The answer must be an exact transcription of all the records below.
───── LISTED ENTRIES ─────
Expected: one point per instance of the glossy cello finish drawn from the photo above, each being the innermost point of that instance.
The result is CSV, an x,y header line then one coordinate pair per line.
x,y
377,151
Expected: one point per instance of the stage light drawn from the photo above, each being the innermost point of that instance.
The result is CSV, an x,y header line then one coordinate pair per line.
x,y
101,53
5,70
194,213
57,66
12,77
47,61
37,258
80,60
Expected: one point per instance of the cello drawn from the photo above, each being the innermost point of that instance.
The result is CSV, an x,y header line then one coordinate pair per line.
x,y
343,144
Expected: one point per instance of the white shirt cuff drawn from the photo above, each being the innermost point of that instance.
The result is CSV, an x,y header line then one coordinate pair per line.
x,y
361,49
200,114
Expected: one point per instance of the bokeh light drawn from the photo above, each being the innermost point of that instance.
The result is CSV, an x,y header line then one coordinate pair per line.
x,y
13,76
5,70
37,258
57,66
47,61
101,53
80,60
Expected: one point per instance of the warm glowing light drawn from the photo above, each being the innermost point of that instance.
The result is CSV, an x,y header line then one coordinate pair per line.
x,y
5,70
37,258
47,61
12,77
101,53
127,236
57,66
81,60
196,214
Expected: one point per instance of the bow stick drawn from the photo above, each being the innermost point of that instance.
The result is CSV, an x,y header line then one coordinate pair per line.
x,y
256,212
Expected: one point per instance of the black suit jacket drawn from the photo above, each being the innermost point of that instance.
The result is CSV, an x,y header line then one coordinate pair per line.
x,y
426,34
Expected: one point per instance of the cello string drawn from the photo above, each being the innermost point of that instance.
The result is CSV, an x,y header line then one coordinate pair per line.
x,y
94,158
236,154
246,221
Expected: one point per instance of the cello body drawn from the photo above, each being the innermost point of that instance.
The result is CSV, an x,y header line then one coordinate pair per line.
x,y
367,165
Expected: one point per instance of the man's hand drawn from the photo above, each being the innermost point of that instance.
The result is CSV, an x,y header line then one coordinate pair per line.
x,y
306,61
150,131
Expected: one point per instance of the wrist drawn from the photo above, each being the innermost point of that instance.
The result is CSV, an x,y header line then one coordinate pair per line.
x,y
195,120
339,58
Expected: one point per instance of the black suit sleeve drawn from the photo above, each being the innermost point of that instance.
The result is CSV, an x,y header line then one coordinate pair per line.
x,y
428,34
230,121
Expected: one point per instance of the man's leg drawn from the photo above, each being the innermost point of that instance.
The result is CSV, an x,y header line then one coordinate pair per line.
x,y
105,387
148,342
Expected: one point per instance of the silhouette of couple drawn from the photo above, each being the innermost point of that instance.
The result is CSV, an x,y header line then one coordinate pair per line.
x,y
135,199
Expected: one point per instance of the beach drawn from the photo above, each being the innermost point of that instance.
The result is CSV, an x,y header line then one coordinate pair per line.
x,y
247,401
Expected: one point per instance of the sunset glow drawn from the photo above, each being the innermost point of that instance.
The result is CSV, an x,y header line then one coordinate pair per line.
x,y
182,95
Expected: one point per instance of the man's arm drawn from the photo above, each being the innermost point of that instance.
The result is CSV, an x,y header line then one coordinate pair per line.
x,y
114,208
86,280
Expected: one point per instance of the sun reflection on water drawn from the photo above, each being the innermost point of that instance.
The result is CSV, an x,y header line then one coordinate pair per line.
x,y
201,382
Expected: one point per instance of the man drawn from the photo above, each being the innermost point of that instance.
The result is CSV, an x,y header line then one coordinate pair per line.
─────
COMPLETED EXERCISE:
Expected: one point per instance of the glossy cello finish drawn from the photo above, each being the innermost point of that instance.
The result is CSV, an x,y header line then one coordinate pair per line.
x,y
377,151
Expected: one point per instance of the stage light drawn from the photo above, each being the innermost point of that instance.
The result is CSV, an x,y header line then one coordinate pair per line.
x,y
101,53
5,70
194,213
57,66
12,77
47,61
37,258
80,60
Expected: one point per instance of the cello drawn from the photo above, each being the innermost point of that instance.
The result is CSV, an x,y header line then one coordinate pair per line.
x,y
343,144
Expected: one point per instance of the white shirt cuff drawn from the photo above, each being the innermost point of that instance.
The result is CSV, an x,y header line then one coordinate pair per line.
x,y
361,49
200,114
Expected: one point per instance of the bokeh light drawn from the photo above, each being the innermost point of that instance.
The result is CSV, an x,y header line then one coordinate pair per line.
x,y
13,76
5,70
37,258
57,66
47,61
101,53
80,60
Expected: one point per instance of the warm glowing light drawn from the photo above, each being the innermost point of that instance.
The result is CSV, an x,y header line then one coordinate pair per line.
x,y
5,70
37,258
47,61
12,77
101,53
127,236
57,66
81,60
196,214
Expected: one point per instance of the bow stick drawn from the photo above, each being the innermost point of that instance.
The result is CSV, an x,y header line then one coordinate pair per line.
x,y
256,212
Expected: one point per instance of the black suit jacket drawn from the photo above, each being the innermost point of that instance.
The result is CSV, an x,y header line then one coordinate pair per line.
x,y
426,34
Expected: one point per instance of the cello string drawn from the photo above, each being the innermost point of that instance.
The result is CSV, an x,y header line then one coordinate pair per line.
x,y
94,158
236,154
246,221
Expected: one point per instance of the cello body drawn from the photo above, each being the innermost point of that instance.
The result is CSV, an x,y header line then one coordinate pair per line.
x,y
367,165
Expected: one point per instance of the man's hand drawn from the photo above, each being the innermost point of that instance.
The result is CSV, an x,y header line then one coordinate pair per line.
x,y
306,61
150,131
Expected: one point per instance of the wrist drawn from the photo above, each being the innermost point of that instance.
The result is CSV, an x,y header line then one coordinate pair per line.
x,y
195,120
339,58
Expected: one point per instance of the black suit sleeve drawn from the photo above, each being the innermost point of that instance.
The result is CSV, an x,y header line then one coordinate pair per line.
x,y
428,34
230,121
Expected: one point per instance of the man's leg drawn from the photo above, each being the innermost point of that instance.
The result is CSV, an x,y header line then one coordinate pair per line.
x,y
105,387
148,342
Expected: one point per instance of the silhouette of couple drawn from the photo above, each being the innermost point of that instance.
The result is CSV, an x,y header line then one coordinate pair per line.
x,y
135,199
Expected: one point per instance of the beach drawn from the photo above, each being the innermost point of that instance.
The result is CSV, an x,y header line then one coordinate pair per line.
x,y
247,401
Expected: one point per instance of the sunset glow drawn from the photo above, each being the innermost point of that instance.
The result is CSV, an x,y header line then one coordinate pair per line.
x,y
182,95
Expected: one point per instance of the man's arm drawn from the photo above, each being the innermost point of that instance.
The result is CSV, an x,y header line then one coordinate pair per line.
x,y
114,208
86,280
Expected: one point per instance of the sun reflection on water drawn from the photo above, each being the innermost point of that instance.
The result is CSV, an x,y header line then one coordinate pair per line.
x,y
201,382
Expected: one point per instance of the man drawn from the photo above, each being the innermost point of that instance.
The result is CSV, an x,y header line then one coordinate pair per line.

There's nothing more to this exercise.